Goal | Please render every line of the listing below as a JSON list of strings, one string per line, leaving out blank lines.

(Object outline annotations)
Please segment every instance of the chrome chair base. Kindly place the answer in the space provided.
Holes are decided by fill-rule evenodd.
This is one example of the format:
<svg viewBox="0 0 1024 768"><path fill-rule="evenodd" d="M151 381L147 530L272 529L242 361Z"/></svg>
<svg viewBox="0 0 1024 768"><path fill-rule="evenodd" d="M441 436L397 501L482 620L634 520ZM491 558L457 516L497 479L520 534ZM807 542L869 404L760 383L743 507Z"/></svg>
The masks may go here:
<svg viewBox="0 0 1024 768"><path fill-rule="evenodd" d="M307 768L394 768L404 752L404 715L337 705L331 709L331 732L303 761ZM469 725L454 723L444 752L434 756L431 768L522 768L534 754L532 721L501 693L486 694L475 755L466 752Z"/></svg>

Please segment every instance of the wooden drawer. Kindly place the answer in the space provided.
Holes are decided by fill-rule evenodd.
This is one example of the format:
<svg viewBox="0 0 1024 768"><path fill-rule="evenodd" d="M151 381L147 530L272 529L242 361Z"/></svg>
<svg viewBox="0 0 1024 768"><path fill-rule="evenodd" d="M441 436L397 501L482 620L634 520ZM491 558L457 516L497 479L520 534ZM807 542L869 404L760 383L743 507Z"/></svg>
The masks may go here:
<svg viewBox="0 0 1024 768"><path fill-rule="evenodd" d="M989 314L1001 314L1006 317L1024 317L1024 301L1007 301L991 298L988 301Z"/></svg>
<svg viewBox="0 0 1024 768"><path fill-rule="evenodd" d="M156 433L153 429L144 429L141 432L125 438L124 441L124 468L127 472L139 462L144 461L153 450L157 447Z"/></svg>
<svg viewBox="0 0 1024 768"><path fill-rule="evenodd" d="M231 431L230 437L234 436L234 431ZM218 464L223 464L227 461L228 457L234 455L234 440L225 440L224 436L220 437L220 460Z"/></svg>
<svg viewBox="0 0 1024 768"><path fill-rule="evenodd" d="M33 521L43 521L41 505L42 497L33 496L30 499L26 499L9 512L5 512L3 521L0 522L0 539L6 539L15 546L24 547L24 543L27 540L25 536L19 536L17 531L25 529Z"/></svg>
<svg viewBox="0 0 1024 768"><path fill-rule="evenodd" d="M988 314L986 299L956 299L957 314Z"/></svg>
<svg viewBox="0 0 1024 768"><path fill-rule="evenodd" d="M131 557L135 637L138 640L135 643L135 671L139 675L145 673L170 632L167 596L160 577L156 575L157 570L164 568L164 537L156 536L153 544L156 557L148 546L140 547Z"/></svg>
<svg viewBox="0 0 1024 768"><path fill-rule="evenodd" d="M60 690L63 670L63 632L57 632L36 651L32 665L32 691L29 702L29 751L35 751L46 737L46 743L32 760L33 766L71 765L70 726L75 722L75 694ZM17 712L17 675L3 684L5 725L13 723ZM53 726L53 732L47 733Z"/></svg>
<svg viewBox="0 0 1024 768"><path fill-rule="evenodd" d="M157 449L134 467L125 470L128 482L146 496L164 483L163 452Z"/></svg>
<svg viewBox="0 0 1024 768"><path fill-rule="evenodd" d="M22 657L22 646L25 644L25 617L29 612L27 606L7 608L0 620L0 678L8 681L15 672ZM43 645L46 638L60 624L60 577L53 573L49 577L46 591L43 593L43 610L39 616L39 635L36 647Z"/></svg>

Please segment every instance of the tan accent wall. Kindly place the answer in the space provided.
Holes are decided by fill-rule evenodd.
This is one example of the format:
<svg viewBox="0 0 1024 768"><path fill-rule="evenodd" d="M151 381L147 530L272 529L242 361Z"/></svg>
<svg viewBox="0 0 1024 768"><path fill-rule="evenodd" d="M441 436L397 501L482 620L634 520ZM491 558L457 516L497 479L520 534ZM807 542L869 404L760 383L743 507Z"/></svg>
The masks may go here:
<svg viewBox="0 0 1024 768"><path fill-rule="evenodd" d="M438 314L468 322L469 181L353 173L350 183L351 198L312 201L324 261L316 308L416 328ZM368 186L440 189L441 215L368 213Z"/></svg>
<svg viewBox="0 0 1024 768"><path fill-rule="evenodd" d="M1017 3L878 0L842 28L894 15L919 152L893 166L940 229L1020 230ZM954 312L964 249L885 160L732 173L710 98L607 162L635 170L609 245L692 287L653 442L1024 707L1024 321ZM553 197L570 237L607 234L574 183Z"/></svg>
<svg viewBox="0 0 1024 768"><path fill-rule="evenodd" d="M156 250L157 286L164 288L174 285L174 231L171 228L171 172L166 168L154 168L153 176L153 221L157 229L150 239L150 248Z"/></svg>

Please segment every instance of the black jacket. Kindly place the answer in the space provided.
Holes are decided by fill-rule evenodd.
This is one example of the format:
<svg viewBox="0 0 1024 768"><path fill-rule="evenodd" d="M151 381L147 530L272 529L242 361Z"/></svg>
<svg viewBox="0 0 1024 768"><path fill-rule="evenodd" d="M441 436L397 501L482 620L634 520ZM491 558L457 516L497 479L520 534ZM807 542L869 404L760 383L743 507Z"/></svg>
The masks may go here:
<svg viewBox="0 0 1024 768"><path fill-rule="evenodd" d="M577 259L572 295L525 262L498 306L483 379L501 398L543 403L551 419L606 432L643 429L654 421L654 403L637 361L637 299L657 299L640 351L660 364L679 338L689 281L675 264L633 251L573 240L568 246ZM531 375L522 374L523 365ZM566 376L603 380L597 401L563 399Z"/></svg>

Answer |
[
  "Please segment every instance of the chrome chair base. Kindly place the answer in the space provided.",
  "Holes are decided by fill-rule evenodd.",
  "This is one example of the format:",
  "<svg viewBox=\"0 0 1024 768\"><path fill-rule=\"evenodd\" d=\"M151 381L147 530L272 529L242 361Z\"/></svg>",
  "<svg viewBox=\"0 0 1024 768\"><path fill-rule=\"evenodd\" d=\"M441 436L397 501L482 620L634 520ZM491 558L457 516L497 479L520 534ZM807 542L869 404L760 383L743 507Z\"/></svg>",
  "The masks may go here:",
  "<svg viewBox=\"0 0 1024 768\"><path fill-rule=\"evenodd\" d=\"M307 768L394 768L404 752L404 715L337 705L331 709L331 732L303 761ZM469 725L454 723L444 752L434 756L431 768L522 768L534 754L532 721L501 693L486 694L475 755L466 752Z\"/></svg>",
  "Please segment every instance of the wooden drawer. Kindly place the answer in the space provided.",
  "Holes are decided by fill-rule evenodd.",
  "This is one example of the format:",
  "<svg viewBox=\"0 0 1024 768\"><path fill-rule=\"evenodd\" d=\"M151 381L147 530L272 529L242 361Z\"/></svg>",
  "<svg viewBox=\"0 0 1024 768\"><path fill-rule=\"evenodd\" d=\"M441 436L397 501L482 620L634 520ZM491 558L457 516L497 479L520 534ZM807 542L869 404L760 383L743 507Z\"/></svg>",
  "The masks may go here:",
  "<svg viewBox=\"0 0 1024 768\"><path fill-rule=\"evenodd\" d=\"M989 314L1001 314L1006 317L1024 317L1024 301L1007 301L991 298L988 301Z\"/></svg>",
  "<svg viewBox=\"0 0 1024 768\"><path fill-rule=\"evenodd\" d=\"M156 433L153 429L144 429L141 432L125 438L124 441L124 468L127 472L139 462L144 461L153 450L157 447Z\"/></svg>",
  "<svg viewBox=\"0 0 1024 768\"><path fill-rule=\"evenodd\" d=\"M231 431L230 437L234 436L234 431ZM218 464L223 464L227 461L228 457L234 455L234 440L225 440L224 436L220 437L220 460Z\"/></svg>",
  "<svg viewBox=\"0 0 1024 768\"><path fill-rule=\"evenodd\" d=\"M33 521L43 521L41 505L42 497L33 496L30 499L26 499L9 512L5 512L3 521L0 522L0 539L6 539L15 546L24 547L24 543L27 540L25 536L19 536L17 531L25 529Z\"/></svg>",
  "<svg viewBox=\"0 0 1024 768\"><path fill-rule=\"evenodd\" d=\"M988 314L986 299L956 299L957 314Z\"/></svg>",
  "<svg viewBox=\"0 0 1024 768\"><path fill-rule=\"evenodd\" d=\"M131 557L135 637L138 640L135 643L135 671L139 675L145 673L170 632L167 596L160 577L156 575L157 570L164 568L164 537L156 536L153 544L156 557L148 546L140 547Z\"/></svg>",
  "<svg viewBox=\"0 0 1024 768\"><path fill-rule=\"evenodd\" d=\"M60 690L63 670L63 632L57 632L36 651L32 665L32 691L29 702L29 751L35 751L46 737L46 743L32 760L33 766L71 765L70 726L75 722L75 694ZM17 712L17 675L3 684L5 725L13 723ZM53 726L53 732L47 733Z\"/></svg>",
  "<svg viewBox=\"0 0 1024 768\"><path fill-rule=\"evenodd\" d=\"M157 449L134 467L125 470L128 482L146 496L164 483L163 452Z\"/></svg>",
  "<svg viewBox=\"0 0 1024 768\"><path fill-rule=\"evenodd\" d=\"M22 657L22 646L25 644L25 617L29 612L27 606L7 608L0 620L0 678L8 681L15 672ZM43 645L46 638L60 624L60 577L53 573L49 577L46 591L43 593L43 610L39 616L39 635L36 647Z\"/></svg>",
  "Please segment every instance of the tan accent wall. Kindly place the answer in the space provided.",
  "Holes are decided by fill-rule evenodd.",
  "This is one example of the format:",
  "<svg viewBox=\"0 0 1024 768\"><path fill-rule=\"evenodd\" d=\"M151 381L147 530L272 529L242 361Z\"/></svg>",
  "<svg viewBox=\"0 0 1024 768\"><path fill-rule=\"evenodd\" d=\"M441 436L397 501L482 620L634 520ZM491 558L457 516L497 479L520 534ZM807 542L869 404L760 383L743 507Z\"/></svg>",
  "The masks may go here:",
  "<svg viewBox=\"0 0 1024 768\"><path fill-rule=\"evenodd\" d=\"M438 314L468 322L469 181L353 173L350 183L351 198L312 201L324 261L316 308L416 328ZM368 186L440 189L441 215L368 213Z\"/></svg>",
  "<svg viewBox=\"0 0 1024 768\"><path fill-rule=\"evenodd\" d=\"M1017 3L878 0L842 28L894 15L919 152L893 166L940 229L1020 230ZM954 312L964 249L885 160L732 173L710 98L607 162L635 170L609 245L692 287L653 442L1024 707L1024 321ZM553 197L570 237L607 234L574 183Z\"/></svg>",
  "<svg viewBox=\"0 0 1024 768\"><path fill-rule=\"evenodd\" d=\"M156 250L157 286L164 288L174 285L174 231L171 228L171 172L166 168L154 168L153 176L153 221L157 229L150 239L150 248Z\"/></svg>",
  "Please segment every instance of the black jacket. Kindly place the answer in the space provided.",
  "Holes are decided by fill-rule evenodd.",
  "This is one example of the format:",
  "<svg viewBox=\"0 0 1024 768\"><path fill-rule=\"evenodd\" d=\"M151 381L147 530L272 529L242 361Z\"/></svg>",
  "<svg viewBox=\"0 0 1024 768\"><path fill-rule=\"evenodd\" d=\"M441 436L397 501L482 620L634 520ZM491 558L457 516L497 479L520 534ZM807 542L869 404L760 383L743 507Z\"/></svg>",
  "The masks may go here:",
  "<svg viewBox=\"0 0 1024 768\"><path fill-rule=\"evenodd\" d=\"M577 259L572 295L525 262L498 306L483 379L501 398L543 403L551 419L606 432L643 429L654 421L654 403L637 361L637 299L657 299L640 351L660 364L679 338L689 281L675 264L633 251L573 240L568 246ZM531 375L522 374L523 365ZM566 376L603 380L597 401L563 399Z\"/></svg>"
]